**Exercise prompt**
Take the line containing "Point out the gradient" and every line after it to the end of the data, and write them out exactly as they appear.

START Source data

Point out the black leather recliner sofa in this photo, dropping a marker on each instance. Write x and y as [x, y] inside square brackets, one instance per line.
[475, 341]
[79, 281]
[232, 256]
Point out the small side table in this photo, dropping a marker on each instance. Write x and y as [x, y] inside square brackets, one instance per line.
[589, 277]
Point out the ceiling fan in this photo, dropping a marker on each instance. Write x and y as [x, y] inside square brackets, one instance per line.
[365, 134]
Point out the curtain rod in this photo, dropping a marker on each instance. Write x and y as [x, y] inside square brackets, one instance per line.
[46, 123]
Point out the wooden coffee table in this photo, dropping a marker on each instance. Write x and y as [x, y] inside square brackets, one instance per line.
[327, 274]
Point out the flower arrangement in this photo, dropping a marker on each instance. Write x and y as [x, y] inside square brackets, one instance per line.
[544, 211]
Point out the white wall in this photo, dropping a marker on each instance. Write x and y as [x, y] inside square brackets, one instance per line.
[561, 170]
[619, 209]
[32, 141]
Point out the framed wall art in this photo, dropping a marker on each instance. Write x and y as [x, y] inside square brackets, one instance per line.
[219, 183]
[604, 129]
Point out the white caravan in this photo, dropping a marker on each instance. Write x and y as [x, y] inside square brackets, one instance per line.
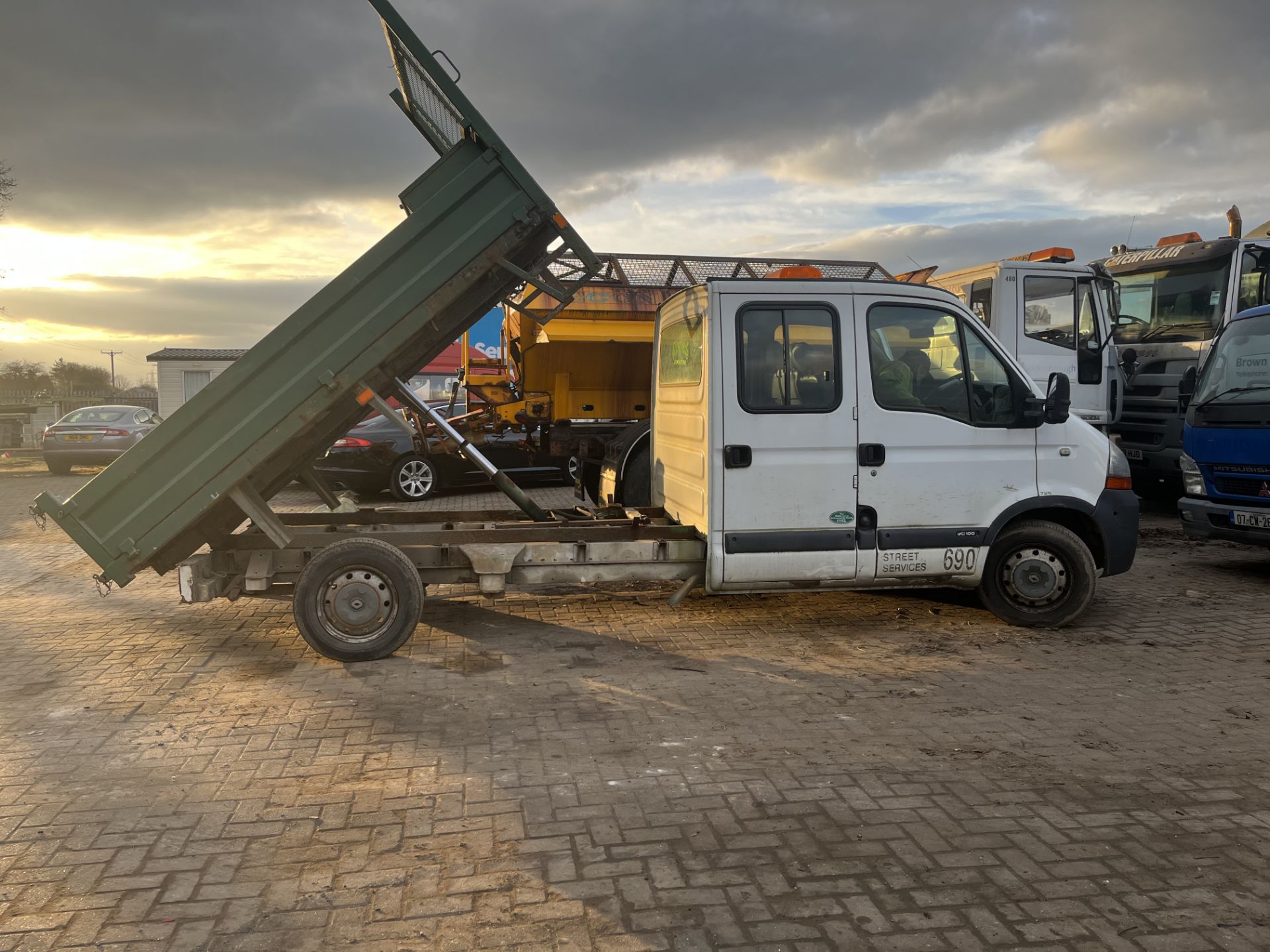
[1054, 317]
[822, 433]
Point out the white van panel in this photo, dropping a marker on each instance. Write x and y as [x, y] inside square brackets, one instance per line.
[681, 419]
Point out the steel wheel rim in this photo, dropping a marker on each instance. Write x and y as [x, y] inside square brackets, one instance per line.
[415, 479]
[357, 604]
[1035, 578]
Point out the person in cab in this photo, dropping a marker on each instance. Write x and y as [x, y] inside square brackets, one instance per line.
[901, 381]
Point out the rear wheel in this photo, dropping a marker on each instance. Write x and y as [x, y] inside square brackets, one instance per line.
[638, 480]
[359, 600]
[1038, 575]
[414, 479]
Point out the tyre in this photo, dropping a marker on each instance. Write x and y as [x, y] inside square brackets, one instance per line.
[414, 479]
[638, 480]
[1038, 575]
[359, 600]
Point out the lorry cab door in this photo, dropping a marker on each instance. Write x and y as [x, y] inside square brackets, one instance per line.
[1061, 331]
[789, 440]
[937, 460]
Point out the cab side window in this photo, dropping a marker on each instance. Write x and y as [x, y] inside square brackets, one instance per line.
[1049, 310]
[925, 360]
[981, 300]
[1254, 280]
[789, 360]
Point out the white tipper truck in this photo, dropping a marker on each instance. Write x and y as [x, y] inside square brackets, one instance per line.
[1052, 315]
[1171, 301]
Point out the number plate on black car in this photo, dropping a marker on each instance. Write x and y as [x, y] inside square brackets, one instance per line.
[1254, 521]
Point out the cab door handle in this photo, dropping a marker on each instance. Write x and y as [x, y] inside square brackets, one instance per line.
[872, 454]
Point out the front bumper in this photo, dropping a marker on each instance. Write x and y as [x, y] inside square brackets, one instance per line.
[1117, 517]
[1205, 518]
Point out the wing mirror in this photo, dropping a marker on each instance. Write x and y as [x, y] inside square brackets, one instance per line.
[1058, 399]
[1187, 389]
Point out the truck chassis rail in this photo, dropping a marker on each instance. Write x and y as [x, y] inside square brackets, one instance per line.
[491, 549]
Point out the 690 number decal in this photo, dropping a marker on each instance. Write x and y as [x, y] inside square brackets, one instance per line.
[960, 560]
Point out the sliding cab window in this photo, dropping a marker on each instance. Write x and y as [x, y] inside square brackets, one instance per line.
[1049, 310]
[679, 353]
[789, 360]
[925, 360]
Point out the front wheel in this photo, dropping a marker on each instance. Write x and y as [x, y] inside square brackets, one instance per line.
[359, 601]
[414, 479]
[1038, 574]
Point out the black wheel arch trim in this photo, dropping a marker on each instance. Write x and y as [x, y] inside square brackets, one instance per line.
[1114, 517]
[1037, 503]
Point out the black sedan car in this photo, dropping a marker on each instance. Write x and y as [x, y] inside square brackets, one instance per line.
[376, 456]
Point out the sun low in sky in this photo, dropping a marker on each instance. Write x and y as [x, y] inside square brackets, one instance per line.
[189, 175]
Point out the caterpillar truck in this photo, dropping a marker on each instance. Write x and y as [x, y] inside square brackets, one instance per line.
[1170, 302]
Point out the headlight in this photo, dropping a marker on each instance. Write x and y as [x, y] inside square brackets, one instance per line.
[1193, 480]
[1118, 470]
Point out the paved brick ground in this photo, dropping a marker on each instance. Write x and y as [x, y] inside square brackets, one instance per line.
[579, 771]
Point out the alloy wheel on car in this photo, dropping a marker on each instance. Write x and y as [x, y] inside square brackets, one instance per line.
[415, 479]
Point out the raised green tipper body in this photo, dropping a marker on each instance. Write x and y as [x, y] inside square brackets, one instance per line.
[476, 226]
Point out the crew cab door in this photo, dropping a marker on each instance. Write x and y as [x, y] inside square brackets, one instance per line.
[937, 462]
[789, 440]
[1062, 331]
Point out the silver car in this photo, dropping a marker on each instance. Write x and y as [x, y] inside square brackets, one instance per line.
[95, 436]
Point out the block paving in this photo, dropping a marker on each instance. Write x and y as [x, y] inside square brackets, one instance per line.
[581, 770]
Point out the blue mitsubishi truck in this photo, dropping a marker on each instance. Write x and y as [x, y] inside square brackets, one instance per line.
[1226, 446]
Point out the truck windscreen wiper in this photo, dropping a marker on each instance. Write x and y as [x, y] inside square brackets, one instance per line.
[1232, 390]
[1161, 329]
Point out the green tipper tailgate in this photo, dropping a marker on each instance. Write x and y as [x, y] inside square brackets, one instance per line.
[476, 226]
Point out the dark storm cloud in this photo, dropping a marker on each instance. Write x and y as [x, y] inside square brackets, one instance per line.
[124, 113]
[207, 313]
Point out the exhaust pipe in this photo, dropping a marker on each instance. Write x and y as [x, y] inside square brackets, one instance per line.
[1236, 221]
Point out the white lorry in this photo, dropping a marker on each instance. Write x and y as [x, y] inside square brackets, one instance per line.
[807, 434]
[1171, 302]
[1054, 317]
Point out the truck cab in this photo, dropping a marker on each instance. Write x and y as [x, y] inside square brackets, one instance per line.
[1173, 300]
[1226, 442]
[849, 434]
[1054, 317]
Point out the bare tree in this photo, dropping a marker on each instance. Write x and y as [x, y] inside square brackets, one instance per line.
[8, 184]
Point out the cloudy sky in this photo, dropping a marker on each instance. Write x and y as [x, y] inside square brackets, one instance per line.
[189, 173]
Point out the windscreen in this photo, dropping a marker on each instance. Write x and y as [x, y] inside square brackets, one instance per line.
[1175, 302]
[1238, 368]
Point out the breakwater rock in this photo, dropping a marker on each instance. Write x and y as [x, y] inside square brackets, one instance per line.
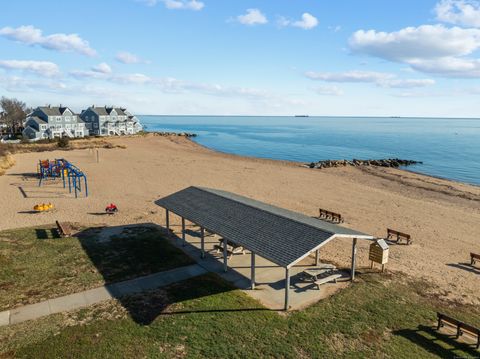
[388, 162]
[180, 134]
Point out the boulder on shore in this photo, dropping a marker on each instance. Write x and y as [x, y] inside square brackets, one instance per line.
[388, 162]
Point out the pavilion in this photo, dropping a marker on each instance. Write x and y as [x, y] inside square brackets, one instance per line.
[281, 236]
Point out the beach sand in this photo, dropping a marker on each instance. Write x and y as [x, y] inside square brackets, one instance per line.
[443, 217]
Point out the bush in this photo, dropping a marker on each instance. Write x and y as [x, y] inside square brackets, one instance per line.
[63, 142]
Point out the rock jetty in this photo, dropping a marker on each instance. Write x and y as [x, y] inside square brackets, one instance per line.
[180, 134]
[388, 162]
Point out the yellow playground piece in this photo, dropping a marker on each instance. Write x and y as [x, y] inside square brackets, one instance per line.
[43, 207]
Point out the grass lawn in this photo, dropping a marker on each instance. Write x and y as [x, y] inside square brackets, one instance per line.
[381, 316]
[37, 265]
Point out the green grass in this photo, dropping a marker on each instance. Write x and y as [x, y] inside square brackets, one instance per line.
[37, 265]
[378, 317]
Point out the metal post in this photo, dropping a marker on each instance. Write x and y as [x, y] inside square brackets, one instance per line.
[202, 236]
[225, 255]
[252, 273]
[167, 215]
[287, 287]
[354, 259]
[183, 231]
[86, 187]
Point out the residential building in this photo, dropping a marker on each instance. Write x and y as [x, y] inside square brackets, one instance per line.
[51, 122]
[110, 121]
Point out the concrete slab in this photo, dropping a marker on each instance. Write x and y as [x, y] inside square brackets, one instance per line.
[68, 302]
[97, 295]
[269, 277]
[28, 312]
[4, 318]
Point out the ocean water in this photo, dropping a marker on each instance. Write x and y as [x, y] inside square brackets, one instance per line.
[448, 148]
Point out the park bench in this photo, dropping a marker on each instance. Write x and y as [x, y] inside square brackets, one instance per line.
[330, 216]
[398, 236]
[64, 229]
[330, 278]
[462, 328]
[231, 248]
[474, 258]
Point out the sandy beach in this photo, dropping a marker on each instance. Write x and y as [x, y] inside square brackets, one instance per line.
[443, 217]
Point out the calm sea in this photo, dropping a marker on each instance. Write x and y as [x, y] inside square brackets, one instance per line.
[449, 148]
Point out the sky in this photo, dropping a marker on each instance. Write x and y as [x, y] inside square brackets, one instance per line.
[245, 57]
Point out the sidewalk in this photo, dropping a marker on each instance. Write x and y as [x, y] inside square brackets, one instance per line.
[96, 295]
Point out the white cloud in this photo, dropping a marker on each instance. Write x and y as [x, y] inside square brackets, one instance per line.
[459, 12]
[194, 5]
[252, 17]
[328, 90]
[43, 68]
[349, 76]
[102, 68]
[32, 36]
[427, 48]
[128, 58]
[307, 22]
[381, 79]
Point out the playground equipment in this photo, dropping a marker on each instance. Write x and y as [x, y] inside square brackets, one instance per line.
[43, 207]
[61, 168]
[111, 209]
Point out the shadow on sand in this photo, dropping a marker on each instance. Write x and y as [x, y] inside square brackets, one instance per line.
[125, 252]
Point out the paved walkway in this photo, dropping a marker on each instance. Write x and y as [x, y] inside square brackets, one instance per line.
[96, 295]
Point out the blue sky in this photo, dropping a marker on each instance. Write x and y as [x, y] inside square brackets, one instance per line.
[242, 57]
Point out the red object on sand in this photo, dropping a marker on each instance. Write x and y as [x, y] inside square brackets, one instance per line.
[111, 208]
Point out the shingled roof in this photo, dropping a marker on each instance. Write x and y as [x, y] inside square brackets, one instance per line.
[279, 235]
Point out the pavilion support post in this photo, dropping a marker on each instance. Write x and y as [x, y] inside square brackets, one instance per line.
[225, 255]
[287, 288]
[167, 220]
[202, 238]
[252, 271]
[183, 232]
[354, 259]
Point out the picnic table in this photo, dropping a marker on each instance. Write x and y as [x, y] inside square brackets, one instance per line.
[313, 273]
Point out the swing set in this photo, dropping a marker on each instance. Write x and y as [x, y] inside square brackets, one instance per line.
[69, 173]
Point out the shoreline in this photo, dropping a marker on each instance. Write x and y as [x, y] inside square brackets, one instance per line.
[443, 217]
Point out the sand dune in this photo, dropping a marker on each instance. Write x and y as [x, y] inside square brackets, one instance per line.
[443, 217]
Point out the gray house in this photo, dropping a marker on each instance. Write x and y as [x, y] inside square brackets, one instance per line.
[110, 121]
[51, 122]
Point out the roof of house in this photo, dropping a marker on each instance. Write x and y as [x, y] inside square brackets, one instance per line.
[37, 119]
[54, 110]
[284, 237]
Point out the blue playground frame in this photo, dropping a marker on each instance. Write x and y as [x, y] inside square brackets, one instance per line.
[61, 168]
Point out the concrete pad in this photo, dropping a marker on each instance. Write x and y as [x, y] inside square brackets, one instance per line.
[28, 312]
[4, 318]
[68, 302]
[97, 295]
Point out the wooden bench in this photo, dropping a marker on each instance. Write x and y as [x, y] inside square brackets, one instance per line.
[64, 229]
[461, 327]
[330, 278]
[234, 249]
[474, 258]
[330, 216]
[398, 236]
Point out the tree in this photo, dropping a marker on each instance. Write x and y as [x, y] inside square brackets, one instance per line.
[13, 113]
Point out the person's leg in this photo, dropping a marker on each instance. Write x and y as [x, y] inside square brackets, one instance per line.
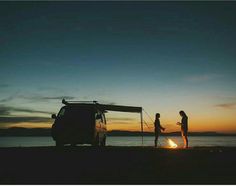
[183, 137]
[156, 138]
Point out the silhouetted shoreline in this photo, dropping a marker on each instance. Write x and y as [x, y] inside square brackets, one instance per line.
[117, 165]
[20, 131]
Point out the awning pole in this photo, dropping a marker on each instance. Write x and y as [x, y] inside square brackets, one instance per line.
[141, 114]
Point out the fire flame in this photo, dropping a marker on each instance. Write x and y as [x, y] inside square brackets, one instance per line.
[172, 144]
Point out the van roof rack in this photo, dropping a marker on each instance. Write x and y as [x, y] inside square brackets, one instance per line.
[77, 102]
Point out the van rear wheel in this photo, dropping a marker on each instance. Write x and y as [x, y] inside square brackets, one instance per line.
[59, 144]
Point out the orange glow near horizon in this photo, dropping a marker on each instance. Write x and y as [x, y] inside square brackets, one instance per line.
[206, 123]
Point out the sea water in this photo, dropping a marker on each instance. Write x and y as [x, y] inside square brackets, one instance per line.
[194, 141]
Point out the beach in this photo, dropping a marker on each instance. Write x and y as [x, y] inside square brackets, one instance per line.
[117, 165]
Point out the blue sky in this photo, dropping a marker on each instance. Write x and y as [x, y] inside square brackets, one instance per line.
[164, 56]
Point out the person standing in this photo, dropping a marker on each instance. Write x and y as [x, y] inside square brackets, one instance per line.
[158, 128]
[184, 127]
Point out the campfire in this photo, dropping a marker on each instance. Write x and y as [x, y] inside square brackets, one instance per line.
[172, 144]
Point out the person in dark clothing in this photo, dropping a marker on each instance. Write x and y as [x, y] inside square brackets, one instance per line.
[184, 127]
[158, 128]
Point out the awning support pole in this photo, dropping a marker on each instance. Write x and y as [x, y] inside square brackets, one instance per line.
[141, 115]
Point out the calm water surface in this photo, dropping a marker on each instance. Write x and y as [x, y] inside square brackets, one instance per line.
[125, 141]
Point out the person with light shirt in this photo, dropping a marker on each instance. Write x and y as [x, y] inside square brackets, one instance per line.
[158, 128]
[184, 127]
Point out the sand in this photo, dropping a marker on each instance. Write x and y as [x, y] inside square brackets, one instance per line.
[117, 165]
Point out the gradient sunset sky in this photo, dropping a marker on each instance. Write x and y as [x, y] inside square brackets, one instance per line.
[163, 56]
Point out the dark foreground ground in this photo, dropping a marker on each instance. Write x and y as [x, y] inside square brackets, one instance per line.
[117, 165]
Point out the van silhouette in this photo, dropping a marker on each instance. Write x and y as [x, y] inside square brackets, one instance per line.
[79, 123]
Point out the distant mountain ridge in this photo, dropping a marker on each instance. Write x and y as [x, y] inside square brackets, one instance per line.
[20, 131]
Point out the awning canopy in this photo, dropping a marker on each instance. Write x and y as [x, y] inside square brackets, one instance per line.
[120, 108]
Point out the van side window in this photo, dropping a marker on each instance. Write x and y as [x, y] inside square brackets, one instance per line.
[98, 116]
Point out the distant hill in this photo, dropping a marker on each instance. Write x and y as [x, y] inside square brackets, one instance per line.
[20, 131]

END Source data

**Response to this task**
Point out the gradient sunset sky in this photo, dropping a marker on each instance. Write x and y as [x, y] inside square brackets, one instance per line.
[163, 56]
Point out the dark foreground ground in this photo, dropping a marker on each instance. Write x and y as [x, y] inside square brackets, one instance per line.
[117, 165]
Point out the van silhouette in this photo, dropping a marker on each instance. Write x and y as [x, y] inside square brackets, one instance per line.
[79, 123]
Point out the distant mountain ridge in this photo, dropping a marker on each instance. Write x and y as [x, y] inside square brackets, one instance per line.
[20, 131]
Point out the awning canopy in this photo, dropping a marker on each instance. Write x and y as [x, y] inside square brackets, one instance per line.
[120, 108]
Point out the van side window in this photo, dropping a marker on each instance. Write x and y as [x, y] inside square brackets, one instance per line.
[98, 116]
Point out the distant hill in this photo, dropping a marker on each instance. Write x and y as [x, y] inside square brackets, one instance per line.
[20, 131]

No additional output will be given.